= Assignment =
From the first line to the last, give the listing again exactly.

= Study material =
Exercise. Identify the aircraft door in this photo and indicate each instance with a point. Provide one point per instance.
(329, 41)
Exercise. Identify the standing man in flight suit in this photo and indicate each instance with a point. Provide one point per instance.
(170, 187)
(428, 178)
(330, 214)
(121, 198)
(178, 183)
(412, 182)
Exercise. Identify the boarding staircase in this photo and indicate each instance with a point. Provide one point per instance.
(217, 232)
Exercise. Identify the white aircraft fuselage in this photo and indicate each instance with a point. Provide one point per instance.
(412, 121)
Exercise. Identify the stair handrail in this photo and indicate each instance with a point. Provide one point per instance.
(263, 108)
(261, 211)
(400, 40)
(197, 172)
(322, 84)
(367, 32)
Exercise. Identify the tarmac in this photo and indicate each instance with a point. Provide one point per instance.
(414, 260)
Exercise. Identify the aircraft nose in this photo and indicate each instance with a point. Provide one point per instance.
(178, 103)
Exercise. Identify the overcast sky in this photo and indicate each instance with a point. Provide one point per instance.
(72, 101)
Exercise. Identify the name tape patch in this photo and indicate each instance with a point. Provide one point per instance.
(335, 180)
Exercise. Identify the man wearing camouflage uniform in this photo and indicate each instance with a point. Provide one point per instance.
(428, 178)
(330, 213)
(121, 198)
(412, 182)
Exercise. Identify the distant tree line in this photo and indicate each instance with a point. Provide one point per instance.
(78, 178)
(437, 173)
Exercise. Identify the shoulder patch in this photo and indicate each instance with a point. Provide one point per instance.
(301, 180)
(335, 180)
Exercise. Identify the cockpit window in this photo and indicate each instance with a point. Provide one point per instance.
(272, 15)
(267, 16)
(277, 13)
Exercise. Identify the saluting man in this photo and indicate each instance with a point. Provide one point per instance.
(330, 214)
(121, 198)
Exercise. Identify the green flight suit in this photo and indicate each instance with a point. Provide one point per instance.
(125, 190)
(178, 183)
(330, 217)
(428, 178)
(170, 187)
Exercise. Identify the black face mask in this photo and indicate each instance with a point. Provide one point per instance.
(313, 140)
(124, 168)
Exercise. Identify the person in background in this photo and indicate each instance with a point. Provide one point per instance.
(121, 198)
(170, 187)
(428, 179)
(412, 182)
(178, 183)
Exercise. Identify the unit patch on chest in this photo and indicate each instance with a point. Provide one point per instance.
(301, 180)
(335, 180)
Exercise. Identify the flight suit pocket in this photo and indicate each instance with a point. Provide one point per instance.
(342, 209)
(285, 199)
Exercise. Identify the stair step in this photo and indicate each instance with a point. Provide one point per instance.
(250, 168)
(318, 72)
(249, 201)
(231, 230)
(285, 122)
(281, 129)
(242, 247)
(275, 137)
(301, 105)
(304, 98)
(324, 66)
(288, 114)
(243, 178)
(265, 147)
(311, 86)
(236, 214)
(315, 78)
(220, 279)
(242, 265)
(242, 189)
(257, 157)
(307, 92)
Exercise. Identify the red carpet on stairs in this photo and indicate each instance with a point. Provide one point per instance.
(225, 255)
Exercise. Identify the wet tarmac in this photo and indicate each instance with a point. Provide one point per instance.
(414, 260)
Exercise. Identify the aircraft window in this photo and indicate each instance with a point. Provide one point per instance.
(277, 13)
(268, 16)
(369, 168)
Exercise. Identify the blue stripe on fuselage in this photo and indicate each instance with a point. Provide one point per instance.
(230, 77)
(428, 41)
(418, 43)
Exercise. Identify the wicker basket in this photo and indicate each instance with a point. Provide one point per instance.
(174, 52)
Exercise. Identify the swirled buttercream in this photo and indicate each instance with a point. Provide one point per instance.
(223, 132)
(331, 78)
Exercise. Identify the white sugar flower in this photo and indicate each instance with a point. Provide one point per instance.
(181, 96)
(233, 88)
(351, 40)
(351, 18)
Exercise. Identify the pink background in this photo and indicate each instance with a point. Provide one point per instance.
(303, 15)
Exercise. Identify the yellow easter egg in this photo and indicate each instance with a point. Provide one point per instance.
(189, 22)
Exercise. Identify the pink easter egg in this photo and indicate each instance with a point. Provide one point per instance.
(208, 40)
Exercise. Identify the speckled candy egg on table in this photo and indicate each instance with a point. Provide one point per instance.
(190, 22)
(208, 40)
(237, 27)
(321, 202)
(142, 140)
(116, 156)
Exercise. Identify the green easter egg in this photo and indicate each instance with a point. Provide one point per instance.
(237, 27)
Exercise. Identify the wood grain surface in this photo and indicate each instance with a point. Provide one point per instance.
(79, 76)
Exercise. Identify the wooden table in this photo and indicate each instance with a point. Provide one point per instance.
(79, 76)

= Response area =
Exercise. Identify the aircraft door in this photo and indicate each instance with a point. Provide one point per instance.
(329, 41)
Exercise. Identify the standing man in flight suit in this photo and indicate each instance with a point. Provide one point per instance.
(170, 187)
(428, 178)
(330, 214)
(121, 198)
(178, 183)
(412, 182)
Exercise. Identify the boarding staircase in this photo and indicate each instance with a point. Provide one point per instance.
(217, 232)
Exercise. Identify the white aircraft fuselage in this photo and indicate each instance with a point. Provide one point per instance.
(412, 121)
Exercise. Identify the stair handrail in this photo and indicate each instance with a point. Provide one point per instance.
(263, 108)
(261, 211)
(400, 40)
(197, 172)
(322, 84)
(367, 32)
Exercise. Identify the tarmac in this photo and indicate each instance with a point. Provide one point per instance.
(414, 260)
Exercise. Identify the aircraft nose in this photo and indicate each instance with a point. Provide one point per instance.
(178, 103)
Exercise. Identify the overcast sky in this photo and indicate each instance with a point. Provide one point per instance.
(72, 101)
Exercise. Identify the name tape patch in this photo and indicate each instance with a point. Provide one point per instance.
(335, 180)
Exercise. Identify the man wearing camouflage uniform in this photo and indicate each instance with a point. Provide one point per instance.
(428, 178)
(330, 213)
(121, 198)
(412, 182)
Exercise. Identify the distant tree line in this photo and indicate each instance with a point. Provide one point per instance.
(78, 178)
(437, 173)
Exercise. Identify the shoulder patch in this photo and indicate each instance with a point. Provide one point per instance.
(301, 180)
(335, 180)
Exercise. Identify the cockpit window in this photo and indicate each instance with a point. Provide one point per instance.
(272, 15)
(267, 16)
(277, 13)
Exercise. Identify the saluting man in this photo and indicate each instance with a point. Provide one point per instance.
(330, 214)
(121, 198)
Exercise. Identify the green flight suit in this photo and indicate each instance with a point. Provide one point per instance.
(125, 190)
(178, 183)
(330, 217)
(428, 178)
(170, 187)
Exercise. Identify the black face mask in this photo and indicate each instance with a point. Provide one point per instance.
(313, 140)
(124, 168)
Exercise. Identify the person in background in this photo and indicate each instance with a point. Provide one point per instance.
(121, 198)
(170, 187)
(428, 179)
(412, 182)
(178, 183)
Exercise. Identify the unit patch on chest in this photo and indicate each instance with a point. Provide one point per instance.
(301, 180)
(335, 180)
Exercise. Identify the flight suit pocket in this photo and indicate each instance with a point. Provide one point per instance.
(342, 209)
(285, 199)
Exercise. Identify the stair step in this photo and indicate each instance with a point. Provide one point per instance.
(250, 168)
(318, 72)
(249, 201)
(231, 230)
(285, 122)
(281, 129)
(242, 247)
(275, 137)
(301, 105)
(304, 98)
(324, 66)
(288, 114)
(243, 178)
(265, 147)
(311, 86)
(236, 214)
(315, 78)
(220, 279)
(242, 265)
(242, 189)
(257, 157)
(307, 92)
Exercise. Identify the red carpet on stairs in this photo and indicate each instance with a point. Provide one point per instance.
(225, 255)
Exercise. Identify the wet tarmac in this photo and indicate each instance with a point. Provide one point per instance.
(414, 260)
Exercise. Identify the aircraft window in this photo and indicate each instance with a point. Provide one point per instance.
(277, 13)
(268, 16)
(369, 168)
Exercise. Identify the blue stripe on fuselage in this photo and indicate each instance with a point. Provide one point per instance.
(230, 77)
(428, 41)
(418, 43)
Exercise. Identify the wicker basket in this photo and indicate each instance with a point. Provide one point per instance.
(174, 52)
Exercise. Identify the swirled buttercream in this photo and indicate each instance with a point. Provide one point per instance.
(223, 132)
(331, 78)
Exercise. Identify the white sugar flower in this photo and indicate each instance with a point. Provide one point per instance.
(181, 96)
(233, 88)
(351, 40)
(351, 18)
Exercise. Identify the pink background in this photo and indicate each instance with a point. Provide one point per instance.
(303, 15)
Exercise. Identify the yellow easter egg in this photo and indicate each instance with a point. Provide one point per instance.
(189, 22)
Exercise. Identify the pink easter egg in this photo and indicate each instance with a point. Provide one point per instance.
(208, 40)
Exercise. Identify the speckled candy egg on table in this photo and indicate each instance with a point. Provide one point per instance.
(190, 22)
(208, 40)
(237, 27)
(321, 202)
(142, 140)
(116, 156)
Exercise. Identify the green easter egg in this photo and indicate each instance with a point. Provide one point per instance.
(237, 27)
Exercise. Identify the wood grain surface in this photo and indicate each instance with a point. Provide one point per instance.
(79, 76)
Exercise. Identify the wooden table in this photo and indicate each instance with a point. Provide one point per instance.
(79, 76)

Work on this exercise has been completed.